Goal of the exercise:
The data below holds the lines to copy: everything from the line containing "# Outline the region of every instance of the stair" to the line containing "--target stair riser", both ends included, set down exactly.

[Provided information — start]

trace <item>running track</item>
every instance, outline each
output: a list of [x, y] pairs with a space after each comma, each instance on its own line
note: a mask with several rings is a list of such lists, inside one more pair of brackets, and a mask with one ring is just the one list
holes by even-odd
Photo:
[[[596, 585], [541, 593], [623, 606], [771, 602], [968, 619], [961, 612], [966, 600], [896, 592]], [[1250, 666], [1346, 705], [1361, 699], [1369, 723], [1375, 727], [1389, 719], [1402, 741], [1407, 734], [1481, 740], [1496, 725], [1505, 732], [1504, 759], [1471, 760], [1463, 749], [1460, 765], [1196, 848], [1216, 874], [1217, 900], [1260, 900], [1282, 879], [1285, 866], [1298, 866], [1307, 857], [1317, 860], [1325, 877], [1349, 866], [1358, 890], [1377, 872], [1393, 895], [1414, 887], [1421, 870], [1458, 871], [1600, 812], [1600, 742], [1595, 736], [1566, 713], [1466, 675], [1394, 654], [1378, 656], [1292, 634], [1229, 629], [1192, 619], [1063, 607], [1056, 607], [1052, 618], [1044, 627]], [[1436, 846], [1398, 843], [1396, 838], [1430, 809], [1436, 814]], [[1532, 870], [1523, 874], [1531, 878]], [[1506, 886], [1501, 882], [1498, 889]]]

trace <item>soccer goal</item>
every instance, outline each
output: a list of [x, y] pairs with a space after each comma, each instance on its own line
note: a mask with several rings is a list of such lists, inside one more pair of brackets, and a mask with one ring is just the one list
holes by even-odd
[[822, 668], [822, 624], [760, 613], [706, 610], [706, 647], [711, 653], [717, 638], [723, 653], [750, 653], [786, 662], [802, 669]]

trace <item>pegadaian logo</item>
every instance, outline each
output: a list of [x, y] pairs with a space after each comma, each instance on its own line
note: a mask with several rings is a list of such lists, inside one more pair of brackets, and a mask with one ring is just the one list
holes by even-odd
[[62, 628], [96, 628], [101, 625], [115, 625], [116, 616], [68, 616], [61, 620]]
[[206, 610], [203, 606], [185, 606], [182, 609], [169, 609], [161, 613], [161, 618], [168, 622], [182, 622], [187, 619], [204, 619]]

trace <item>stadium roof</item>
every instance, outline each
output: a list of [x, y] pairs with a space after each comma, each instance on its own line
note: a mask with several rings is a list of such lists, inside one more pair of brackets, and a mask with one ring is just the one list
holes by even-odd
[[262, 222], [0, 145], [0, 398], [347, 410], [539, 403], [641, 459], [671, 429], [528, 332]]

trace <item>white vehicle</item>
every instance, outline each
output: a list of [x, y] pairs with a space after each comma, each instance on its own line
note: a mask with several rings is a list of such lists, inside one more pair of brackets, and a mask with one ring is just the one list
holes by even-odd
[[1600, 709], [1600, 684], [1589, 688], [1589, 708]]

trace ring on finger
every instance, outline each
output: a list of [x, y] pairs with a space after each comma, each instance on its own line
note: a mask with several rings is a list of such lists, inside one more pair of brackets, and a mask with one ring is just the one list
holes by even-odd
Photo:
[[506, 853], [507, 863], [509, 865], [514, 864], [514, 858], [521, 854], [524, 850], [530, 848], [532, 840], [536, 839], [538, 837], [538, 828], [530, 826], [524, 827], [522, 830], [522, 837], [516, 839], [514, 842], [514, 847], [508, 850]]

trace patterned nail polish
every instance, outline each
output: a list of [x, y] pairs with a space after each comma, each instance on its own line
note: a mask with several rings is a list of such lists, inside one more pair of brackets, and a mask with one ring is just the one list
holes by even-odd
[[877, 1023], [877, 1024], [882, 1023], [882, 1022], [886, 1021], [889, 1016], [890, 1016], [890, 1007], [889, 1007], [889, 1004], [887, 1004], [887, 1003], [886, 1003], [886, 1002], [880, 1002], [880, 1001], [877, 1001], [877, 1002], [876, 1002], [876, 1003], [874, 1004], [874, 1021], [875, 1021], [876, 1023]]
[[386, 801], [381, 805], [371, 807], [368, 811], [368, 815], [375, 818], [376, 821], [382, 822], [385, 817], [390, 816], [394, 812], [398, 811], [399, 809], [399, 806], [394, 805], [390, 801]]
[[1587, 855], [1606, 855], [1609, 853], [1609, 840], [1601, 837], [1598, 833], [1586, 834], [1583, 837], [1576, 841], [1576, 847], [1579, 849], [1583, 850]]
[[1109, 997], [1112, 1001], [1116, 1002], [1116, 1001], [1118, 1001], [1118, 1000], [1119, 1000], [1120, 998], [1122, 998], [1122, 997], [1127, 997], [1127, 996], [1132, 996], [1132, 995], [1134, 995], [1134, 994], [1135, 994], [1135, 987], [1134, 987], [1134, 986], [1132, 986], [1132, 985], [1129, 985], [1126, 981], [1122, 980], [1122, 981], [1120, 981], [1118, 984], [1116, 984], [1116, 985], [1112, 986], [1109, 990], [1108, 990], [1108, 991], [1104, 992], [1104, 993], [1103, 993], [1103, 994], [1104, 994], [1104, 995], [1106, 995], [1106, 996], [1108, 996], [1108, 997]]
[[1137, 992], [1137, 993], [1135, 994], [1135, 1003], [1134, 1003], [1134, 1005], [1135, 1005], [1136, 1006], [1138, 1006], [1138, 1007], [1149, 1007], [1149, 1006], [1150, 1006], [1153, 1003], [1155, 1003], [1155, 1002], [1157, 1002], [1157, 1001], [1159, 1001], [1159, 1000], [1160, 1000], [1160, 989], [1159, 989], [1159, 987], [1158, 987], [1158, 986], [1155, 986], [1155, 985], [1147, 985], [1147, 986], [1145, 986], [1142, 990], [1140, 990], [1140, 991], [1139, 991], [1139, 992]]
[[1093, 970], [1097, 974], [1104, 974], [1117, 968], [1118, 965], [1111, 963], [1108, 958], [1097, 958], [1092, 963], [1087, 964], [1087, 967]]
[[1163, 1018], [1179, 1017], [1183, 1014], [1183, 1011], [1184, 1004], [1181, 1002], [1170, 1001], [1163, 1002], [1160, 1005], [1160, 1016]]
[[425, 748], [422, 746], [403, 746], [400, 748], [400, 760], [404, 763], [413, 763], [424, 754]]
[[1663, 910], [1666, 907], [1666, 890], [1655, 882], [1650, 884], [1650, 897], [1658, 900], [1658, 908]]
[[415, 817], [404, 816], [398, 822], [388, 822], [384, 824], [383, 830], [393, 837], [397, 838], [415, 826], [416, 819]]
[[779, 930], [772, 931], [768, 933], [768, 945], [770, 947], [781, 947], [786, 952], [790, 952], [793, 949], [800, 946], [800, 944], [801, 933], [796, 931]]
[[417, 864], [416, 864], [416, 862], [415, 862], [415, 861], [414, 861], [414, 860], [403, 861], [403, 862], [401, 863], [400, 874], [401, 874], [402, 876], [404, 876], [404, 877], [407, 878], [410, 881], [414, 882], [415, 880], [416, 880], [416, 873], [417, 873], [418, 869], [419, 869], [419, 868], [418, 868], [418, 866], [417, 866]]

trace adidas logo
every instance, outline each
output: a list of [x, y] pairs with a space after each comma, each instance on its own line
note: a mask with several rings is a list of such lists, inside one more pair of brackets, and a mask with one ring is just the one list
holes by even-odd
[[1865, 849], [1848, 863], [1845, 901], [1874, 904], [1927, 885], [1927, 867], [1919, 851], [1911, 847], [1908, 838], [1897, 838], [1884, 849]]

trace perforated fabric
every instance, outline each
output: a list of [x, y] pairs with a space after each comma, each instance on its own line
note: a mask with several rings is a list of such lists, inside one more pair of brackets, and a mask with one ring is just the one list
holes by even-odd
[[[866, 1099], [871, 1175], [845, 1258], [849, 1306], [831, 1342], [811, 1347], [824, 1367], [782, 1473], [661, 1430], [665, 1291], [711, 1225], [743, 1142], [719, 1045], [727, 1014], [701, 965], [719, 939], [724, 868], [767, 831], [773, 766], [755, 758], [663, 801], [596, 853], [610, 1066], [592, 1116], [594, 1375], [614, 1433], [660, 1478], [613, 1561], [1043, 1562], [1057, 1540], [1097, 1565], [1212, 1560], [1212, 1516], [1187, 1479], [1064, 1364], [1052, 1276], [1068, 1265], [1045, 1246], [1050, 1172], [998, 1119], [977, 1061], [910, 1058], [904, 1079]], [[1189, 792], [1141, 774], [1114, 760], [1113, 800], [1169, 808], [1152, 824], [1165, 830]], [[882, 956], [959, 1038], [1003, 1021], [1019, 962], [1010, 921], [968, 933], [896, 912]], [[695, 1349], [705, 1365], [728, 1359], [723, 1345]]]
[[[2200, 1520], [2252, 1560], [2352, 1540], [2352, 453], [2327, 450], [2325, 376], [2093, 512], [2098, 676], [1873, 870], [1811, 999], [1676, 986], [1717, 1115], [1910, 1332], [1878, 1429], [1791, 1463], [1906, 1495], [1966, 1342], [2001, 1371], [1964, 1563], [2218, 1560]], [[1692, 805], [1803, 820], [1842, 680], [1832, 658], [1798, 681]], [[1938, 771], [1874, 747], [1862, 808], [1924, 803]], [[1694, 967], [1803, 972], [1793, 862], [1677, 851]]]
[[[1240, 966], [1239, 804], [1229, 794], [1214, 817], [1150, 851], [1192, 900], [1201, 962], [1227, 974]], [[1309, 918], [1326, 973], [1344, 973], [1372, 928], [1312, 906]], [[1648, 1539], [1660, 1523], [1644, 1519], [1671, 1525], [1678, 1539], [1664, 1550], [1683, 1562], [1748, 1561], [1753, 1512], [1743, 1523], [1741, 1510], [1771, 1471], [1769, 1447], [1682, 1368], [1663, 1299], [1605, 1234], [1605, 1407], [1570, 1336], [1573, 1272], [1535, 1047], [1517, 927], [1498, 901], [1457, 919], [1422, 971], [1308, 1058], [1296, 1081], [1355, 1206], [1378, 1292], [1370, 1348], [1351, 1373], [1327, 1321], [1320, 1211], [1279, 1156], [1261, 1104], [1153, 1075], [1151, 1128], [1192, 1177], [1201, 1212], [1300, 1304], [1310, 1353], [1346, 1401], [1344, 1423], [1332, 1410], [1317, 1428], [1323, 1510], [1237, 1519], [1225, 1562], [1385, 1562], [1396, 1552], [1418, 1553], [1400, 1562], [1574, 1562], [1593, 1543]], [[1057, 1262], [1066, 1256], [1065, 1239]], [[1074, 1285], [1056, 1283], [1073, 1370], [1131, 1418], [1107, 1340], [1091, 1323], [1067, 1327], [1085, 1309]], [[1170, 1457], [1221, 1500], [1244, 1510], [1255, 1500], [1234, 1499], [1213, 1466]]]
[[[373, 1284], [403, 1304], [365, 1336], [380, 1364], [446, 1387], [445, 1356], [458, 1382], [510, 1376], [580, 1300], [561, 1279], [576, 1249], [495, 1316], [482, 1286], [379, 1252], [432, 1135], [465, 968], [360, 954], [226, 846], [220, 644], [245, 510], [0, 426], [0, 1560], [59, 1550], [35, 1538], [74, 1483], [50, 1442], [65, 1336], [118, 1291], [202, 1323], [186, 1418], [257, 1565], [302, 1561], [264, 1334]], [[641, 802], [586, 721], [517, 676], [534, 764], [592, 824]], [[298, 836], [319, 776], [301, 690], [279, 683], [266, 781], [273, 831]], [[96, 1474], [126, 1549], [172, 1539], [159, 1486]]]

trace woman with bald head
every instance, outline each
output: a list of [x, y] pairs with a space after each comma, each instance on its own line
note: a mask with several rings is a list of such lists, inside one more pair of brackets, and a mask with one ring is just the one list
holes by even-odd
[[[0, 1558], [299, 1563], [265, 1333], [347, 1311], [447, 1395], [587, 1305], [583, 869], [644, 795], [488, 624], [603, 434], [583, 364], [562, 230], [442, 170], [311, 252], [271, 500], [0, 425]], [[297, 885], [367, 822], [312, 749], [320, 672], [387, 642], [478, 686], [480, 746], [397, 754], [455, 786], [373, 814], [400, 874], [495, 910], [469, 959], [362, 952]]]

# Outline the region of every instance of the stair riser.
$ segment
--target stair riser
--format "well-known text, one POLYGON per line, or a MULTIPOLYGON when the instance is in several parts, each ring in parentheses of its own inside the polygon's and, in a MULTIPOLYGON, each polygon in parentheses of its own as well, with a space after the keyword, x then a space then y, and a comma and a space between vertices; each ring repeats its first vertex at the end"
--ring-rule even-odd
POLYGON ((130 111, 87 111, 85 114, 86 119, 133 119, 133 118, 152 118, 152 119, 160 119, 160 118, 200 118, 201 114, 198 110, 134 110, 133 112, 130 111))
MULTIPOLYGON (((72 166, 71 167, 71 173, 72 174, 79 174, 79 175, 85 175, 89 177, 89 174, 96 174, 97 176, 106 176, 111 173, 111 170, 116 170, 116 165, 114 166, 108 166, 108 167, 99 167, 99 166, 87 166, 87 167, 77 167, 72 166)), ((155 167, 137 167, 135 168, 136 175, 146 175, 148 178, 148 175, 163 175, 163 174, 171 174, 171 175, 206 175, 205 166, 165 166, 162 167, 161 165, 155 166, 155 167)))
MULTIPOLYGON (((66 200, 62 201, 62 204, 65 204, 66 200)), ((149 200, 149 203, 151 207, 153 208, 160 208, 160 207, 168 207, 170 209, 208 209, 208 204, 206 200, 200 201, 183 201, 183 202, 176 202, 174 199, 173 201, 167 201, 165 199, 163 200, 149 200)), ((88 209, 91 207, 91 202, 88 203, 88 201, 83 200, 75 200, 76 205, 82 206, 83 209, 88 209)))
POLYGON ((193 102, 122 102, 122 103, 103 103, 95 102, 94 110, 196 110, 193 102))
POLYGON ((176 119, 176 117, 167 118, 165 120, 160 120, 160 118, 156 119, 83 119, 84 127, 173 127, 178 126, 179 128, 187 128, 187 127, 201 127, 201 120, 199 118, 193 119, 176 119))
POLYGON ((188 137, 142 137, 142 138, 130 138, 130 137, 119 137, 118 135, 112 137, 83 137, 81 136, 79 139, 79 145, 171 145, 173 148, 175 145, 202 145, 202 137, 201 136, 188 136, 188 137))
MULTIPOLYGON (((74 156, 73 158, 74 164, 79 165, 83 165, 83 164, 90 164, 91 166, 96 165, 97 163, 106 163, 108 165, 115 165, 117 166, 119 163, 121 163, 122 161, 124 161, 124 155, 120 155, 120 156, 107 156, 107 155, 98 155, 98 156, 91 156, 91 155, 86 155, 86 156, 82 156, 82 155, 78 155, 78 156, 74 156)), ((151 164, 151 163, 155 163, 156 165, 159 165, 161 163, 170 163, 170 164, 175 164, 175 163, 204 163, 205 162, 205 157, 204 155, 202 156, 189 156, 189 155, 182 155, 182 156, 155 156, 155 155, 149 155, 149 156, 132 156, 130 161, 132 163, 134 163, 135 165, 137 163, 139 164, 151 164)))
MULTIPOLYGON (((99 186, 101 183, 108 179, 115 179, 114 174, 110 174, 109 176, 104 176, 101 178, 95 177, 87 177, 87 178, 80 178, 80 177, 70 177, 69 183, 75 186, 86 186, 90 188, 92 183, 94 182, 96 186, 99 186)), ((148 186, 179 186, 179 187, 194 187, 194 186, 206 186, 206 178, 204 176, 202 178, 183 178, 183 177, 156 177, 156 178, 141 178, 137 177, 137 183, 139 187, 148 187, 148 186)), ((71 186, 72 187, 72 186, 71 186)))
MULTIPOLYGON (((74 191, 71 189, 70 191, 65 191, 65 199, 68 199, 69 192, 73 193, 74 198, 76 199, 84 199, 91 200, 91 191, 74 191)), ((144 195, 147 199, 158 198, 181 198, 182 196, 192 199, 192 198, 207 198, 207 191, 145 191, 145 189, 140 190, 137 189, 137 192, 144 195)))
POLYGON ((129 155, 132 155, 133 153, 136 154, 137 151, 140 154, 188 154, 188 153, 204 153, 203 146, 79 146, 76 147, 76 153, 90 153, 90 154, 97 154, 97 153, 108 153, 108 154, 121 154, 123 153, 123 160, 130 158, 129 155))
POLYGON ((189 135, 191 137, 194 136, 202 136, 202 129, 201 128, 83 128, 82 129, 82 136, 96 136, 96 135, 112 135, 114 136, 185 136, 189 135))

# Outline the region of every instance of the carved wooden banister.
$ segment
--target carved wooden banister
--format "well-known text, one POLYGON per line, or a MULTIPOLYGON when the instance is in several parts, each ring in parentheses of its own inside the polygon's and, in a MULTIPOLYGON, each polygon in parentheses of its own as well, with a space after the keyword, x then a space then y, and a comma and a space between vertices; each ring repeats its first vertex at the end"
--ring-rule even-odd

[Provided information — finish]

Response:
# Outline the region of every instance of the stair riser.
$ segment
--target stair riser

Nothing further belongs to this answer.